[Records contained in a dataset]
▼

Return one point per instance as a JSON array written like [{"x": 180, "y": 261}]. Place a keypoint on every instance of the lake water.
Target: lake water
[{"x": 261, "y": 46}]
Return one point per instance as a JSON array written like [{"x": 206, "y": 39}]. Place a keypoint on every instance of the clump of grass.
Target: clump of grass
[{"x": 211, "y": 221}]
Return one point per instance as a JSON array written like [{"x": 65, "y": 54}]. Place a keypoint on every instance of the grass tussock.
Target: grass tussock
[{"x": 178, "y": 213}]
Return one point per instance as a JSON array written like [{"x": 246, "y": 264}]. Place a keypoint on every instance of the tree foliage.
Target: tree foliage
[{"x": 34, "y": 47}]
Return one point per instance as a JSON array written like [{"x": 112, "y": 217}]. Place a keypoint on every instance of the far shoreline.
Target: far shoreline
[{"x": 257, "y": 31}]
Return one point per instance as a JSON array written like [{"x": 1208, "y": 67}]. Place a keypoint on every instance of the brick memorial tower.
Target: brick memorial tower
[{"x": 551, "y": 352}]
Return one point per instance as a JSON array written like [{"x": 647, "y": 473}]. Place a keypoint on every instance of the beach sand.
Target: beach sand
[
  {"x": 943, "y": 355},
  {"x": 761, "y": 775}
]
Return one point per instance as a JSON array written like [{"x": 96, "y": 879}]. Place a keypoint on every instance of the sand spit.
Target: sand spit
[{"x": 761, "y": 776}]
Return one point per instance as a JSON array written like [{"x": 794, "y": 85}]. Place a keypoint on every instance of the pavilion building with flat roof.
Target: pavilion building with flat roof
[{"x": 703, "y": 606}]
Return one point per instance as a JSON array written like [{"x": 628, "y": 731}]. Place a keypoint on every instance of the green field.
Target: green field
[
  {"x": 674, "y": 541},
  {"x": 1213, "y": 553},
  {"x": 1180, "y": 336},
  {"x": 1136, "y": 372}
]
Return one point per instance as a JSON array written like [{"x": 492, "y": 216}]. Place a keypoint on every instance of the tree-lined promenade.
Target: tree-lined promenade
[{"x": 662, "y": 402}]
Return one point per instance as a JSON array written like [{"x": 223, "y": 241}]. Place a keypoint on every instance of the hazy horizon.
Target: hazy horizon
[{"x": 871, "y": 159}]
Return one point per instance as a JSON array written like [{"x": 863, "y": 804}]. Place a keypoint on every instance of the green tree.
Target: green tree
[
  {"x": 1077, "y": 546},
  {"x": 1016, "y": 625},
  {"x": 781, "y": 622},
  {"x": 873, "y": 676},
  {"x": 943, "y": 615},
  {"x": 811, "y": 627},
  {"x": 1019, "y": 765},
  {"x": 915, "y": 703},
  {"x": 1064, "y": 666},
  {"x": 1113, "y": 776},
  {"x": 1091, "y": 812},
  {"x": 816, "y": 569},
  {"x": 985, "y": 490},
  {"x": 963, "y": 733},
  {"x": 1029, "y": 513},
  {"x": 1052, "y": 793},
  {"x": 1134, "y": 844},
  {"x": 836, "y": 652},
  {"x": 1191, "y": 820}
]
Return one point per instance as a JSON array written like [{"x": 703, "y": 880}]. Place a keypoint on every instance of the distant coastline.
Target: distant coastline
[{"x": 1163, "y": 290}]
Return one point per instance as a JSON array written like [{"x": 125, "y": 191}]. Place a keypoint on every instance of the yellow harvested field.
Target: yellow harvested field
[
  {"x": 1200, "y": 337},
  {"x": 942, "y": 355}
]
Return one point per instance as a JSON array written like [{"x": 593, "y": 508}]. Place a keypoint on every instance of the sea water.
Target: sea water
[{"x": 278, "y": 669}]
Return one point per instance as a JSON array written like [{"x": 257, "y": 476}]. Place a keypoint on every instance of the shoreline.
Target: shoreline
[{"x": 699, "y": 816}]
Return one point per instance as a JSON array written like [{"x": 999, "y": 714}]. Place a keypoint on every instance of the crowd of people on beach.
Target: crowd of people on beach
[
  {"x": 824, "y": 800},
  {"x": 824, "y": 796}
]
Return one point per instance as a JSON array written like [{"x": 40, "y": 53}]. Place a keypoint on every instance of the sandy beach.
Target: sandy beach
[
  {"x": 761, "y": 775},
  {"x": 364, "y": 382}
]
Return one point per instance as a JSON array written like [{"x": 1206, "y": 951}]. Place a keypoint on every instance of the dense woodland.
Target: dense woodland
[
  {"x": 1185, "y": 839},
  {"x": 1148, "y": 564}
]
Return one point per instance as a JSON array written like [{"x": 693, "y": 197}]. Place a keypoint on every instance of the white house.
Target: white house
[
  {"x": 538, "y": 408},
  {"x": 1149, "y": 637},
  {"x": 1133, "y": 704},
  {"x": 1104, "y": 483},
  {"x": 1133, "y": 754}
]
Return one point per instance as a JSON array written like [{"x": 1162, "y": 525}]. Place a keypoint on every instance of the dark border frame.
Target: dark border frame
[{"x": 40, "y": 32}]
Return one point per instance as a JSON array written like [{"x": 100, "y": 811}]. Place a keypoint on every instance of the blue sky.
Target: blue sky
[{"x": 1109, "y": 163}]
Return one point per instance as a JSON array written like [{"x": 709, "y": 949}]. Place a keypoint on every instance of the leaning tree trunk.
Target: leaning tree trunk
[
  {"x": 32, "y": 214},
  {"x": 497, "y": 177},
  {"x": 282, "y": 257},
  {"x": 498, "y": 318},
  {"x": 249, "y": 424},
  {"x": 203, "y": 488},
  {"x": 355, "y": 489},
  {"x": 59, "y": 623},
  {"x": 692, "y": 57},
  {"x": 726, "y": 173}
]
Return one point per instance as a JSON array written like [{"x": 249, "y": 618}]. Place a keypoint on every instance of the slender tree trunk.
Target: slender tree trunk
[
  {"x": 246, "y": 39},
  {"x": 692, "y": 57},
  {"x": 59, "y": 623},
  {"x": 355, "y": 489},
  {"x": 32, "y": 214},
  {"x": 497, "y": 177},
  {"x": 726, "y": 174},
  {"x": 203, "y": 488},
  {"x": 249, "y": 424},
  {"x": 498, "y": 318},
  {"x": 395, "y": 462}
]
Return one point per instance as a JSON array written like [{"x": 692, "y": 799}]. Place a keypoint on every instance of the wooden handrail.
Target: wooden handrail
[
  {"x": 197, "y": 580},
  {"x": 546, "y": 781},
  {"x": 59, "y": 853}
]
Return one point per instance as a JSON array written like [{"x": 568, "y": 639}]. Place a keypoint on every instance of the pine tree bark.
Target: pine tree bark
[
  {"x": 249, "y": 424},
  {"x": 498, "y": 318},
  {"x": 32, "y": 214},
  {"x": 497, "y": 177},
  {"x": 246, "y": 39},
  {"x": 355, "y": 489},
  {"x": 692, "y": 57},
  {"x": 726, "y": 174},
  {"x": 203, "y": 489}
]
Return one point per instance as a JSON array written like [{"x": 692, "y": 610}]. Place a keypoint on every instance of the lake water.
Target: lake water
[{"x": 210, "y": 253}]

▲

◆ Exercise brief
Begin at the line containing "leaning tree trunk." and reproduce each line through the end of the records above.

◆ Answer to this exercise
Return one point per instance as a JSON array written like [{"x": 709, "y": 949}]. Place a keypoint on every instance of the leaning tree trunk.
Target: leaning tree trunk
[
  {"x": 32, "y": 214},
  {"x": 497, "y": 177},
  {"x": 282, "y": 257},
  {"x": 498, "y": 318},
  {"x": 249, "y": 424},
  {"x": 203, "y": 488},
  {"x": 355, "y": 489},
  {"x": 59, "y": 623},
  {"x": 692, "y": 57},
  {"x": 726, "y": 173}
]
Return one point per instance as a JSON array written like [{"x": 249, "y": 618}]. Place a keypoint on every instance of the slender tree trunk.
Target: slender tree trunk
[
  {"x": 246, "y": 39},
  {"x": 692, "y": 57},
  {"x": 59, "y": 623},
  {"x": 355, "y": 489},
  {"x": 32, "y": 214},
  {"x": 497, "y": 177},
  {"x": 726, "y": 174},
  {"x": 203, "y": 488},
  {"x": 249, "y": 424},
  {"x": 498, "y": 318},
  {"x": 395, "y": 462}
]
Return one point per instance as a JSON array written like [{"x": 692, "y": 799}]. Place a keypoint on every instance of the wooden handrail.
Target: wooden handrail
[
  {"x": 197, "y": 580},
  {"x": 546, "y": 781},
  {"x": 59, "y": 853}
]
Return one point per instance as a JSON array written like [{"x": 568, "y": 639}]. Place a keypoint on every instance of the pine tree bark.
Target: pine tree bark
[
  {"x": 249, "y": 424},
  {"x": 498, "y": 318},
  {"x": 32, "y": 214},
  {"x": 497, "y": 177},
  {"x": 246, "y": 39},
  {"x": 355, "y": 489},
  {"x": 692, "y": 57},
  {"x": 726, "y": 174},
  {"x": 203, "y": 489}
]
Return one point per instance as a JSON array written like [{"x": 692, "y": 610}]. Place a keypoint on every instance of the lake water.
Target: lake water
[{"x": 210, "y": 253}]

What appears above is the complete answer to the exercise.